Call to Worship: Romans 11: 33 – 26 NIV
Scripture: Romans 12: 1 – 2
By Bobbie Hunt, CLP
Today’s text begins with the word “therefore”. It is a word of transition and looking at its synonyms helps us understand how it functions in language. Some synonyms and synomic phrases for “therefore” are: for that reason, consequently, so, as a result, that being so, on that account. In our call to worship, we heard the verses from Romans 11 that immediately precede chapter 12. Those apply directly to the “therefore” result. But the whole of Romans chapters 1 to 12 lead us to therefore. In the chapters before 12, Paul explains to us the need for salvation, the provision made for salvation, the result of salvation, and the scope of salvation. The result is: Freedom From Wrath of God; (Rom 5:1-21); Freedom From Our Individual Sin (Rom 6:1-23); Freedom From The Law of the Old Testament which was impossible to keep (Rom 7:1-25); Freedom From Death by the gift of eternal life to those who believe in Jesus (Rom 8:1-39) and how the scope of the work of Jesus encompasses both Jew and Gentile. Romans gives of the foundation of gospel truth. And Paul ends that section with what is called “Doxology” – his outpouring of praise to God. Those verses bear a second hearing:
Oh, the depth of the riches of the wisdom and knowledge of God!
How unsearchable his judgments,
and his paths beyond tracing out!
“Who has known the mind of the Lord?
Or who has been his counselor?”
“Who has ever given to God,
that God should repay them?”
For from him and through him and for him are all things.
To him be the glory forever! Amen.
Therefore….consequently…..Paul continues saying that:
“I urge you, brothers and sisters, in view of God’s mercy, to offer your bodies as a living sacrifice, holy and pleasing to God—this is your true and proper worship. Do not conform to the pattern of this world, but be transformed by the renewing of your mind. Then you will be able to test and approve what God’s will is—his good, pleasing and perfect will.”
When, in light of God’s mercy, our sacrifice in offering ourselves as worship, we will be transformed and in that state we will be in sync with God’s will.
This sacrificial living can be confused with good works. Good works are pleasing to God, but good works are part of our response. Sacrificial living is our response to God’s great mercy … and good works will come from that. It is important that we, as believers, understand that good works do not buy God’s love or His mercy. Good works are a side benefit to sacrificial living. The world is full of good people who are being good in the mistaken belief that being good and doing good earns them a place in heaven. It is God’s goodness that provides for our place in heaven. Human goodness is defined by humans is humanism which is not faith in Christ.
Paul’s original audience understood the sacrificial system of the temple. Living animals gave their lives to be presented as offerings. There was a cost to the giver of these offerings given sacrificially, but the offerings themselves were dead. In the Old Testament, God made it clear that he desired love and obedience in conjunction with these temple offerings. He rejected offerings given insincerely as unworthy. Paul’s original audience would have understood that God wanted more than dead animals from His followers. In light of God’s great mercy to His fallen creations, what does being a living sacrifice look like?

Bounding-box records
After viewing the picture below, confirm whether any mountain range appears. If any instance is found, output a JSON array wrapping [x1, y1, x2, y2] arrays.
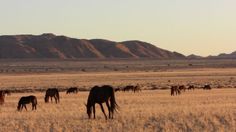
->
[[0, 33, 236, 59]]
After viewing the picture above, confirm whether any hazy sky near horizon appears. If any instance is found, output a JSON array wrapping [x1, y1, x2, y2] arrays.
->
[[0, 0, 236, 56]]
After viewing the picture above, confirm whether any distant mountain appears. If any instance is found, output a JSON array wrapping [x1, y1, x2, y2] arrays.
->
[[187, 54, 203, 59], [207, 51, 236, 59], [0, 34, 186, 59]]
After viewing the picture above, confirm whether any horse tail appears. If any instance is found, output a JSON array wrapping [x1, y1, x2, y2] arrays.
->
[[17, 100, 21, 111], [110, 89, 119, 113], [56, 90, 60, 102]]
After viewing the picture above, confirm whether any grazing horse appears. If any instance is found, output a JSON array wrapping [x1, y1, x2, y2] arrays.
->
[[170, 86, 181, 96], [133, 86, 141, 93], [44, 88, 60, 103], [0, 91, 5, 105], [203, 84, 211, 90], [17, 95, 37, 111], [188, 85, 195, 90], [86, 85, 118, 119], [66, 87, 78, 94], [179, 85, 186, 92], [115, 88, 120, 92]]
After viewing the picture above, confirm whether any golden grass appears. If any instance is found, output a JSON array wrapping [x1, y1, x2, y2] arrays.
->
[[0, 89, 236, 132]]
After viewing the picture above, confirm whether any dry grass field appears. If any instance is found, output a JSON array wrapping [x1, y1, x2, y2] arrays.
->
[[0, 61, 236, 132], [0, 89, 236, 132]]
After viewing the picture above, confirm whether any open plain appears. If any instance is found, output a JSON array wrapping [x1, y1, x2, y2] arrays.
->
[[0, 59, 236, 132]]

Task 1: From the sermon, set down the passage starting at "For from him" and ending at "with God’s will.".
Task 2: Summarize the sermon in two sentences.
Task 3: According to the sermon, how does Paul end the section of Romans that comes before chapter 12?

Written answer 1:
For from him and through him and for him are all things.
To him be the glory forever! Amen.
Therefore….consequently…..Paul continues saying that:
“I urge you, brothers and sisters, in view of God’s mercy, to offer your bodies as a living sacrifice, holy and pleasing to God—this is your true and proper worship. Do not conform to the pattern of this world, but be transformed by the renewing of your mind. Then you will be able to test and approve what God’s will is—his good, pleasing and perfect will.”
When, in light of God’s mercy, our sacrifice in offering ourselves as worship, we will be transformed and in that state we will be in sync with God’s will.

Written answer 2: The sermon explains that the "therefore" opening Romans 12 points back to Paul's account of salvation in the chapters before it, which close with a doxology praising God. It urges believers to respond to God's mercy by offering themselves as a living sacrifice and stresses that good works come from this response but do not buy God's love or a place in heaven.

Written answer 3: He ends it with a doxology, his outpouring of praise to God.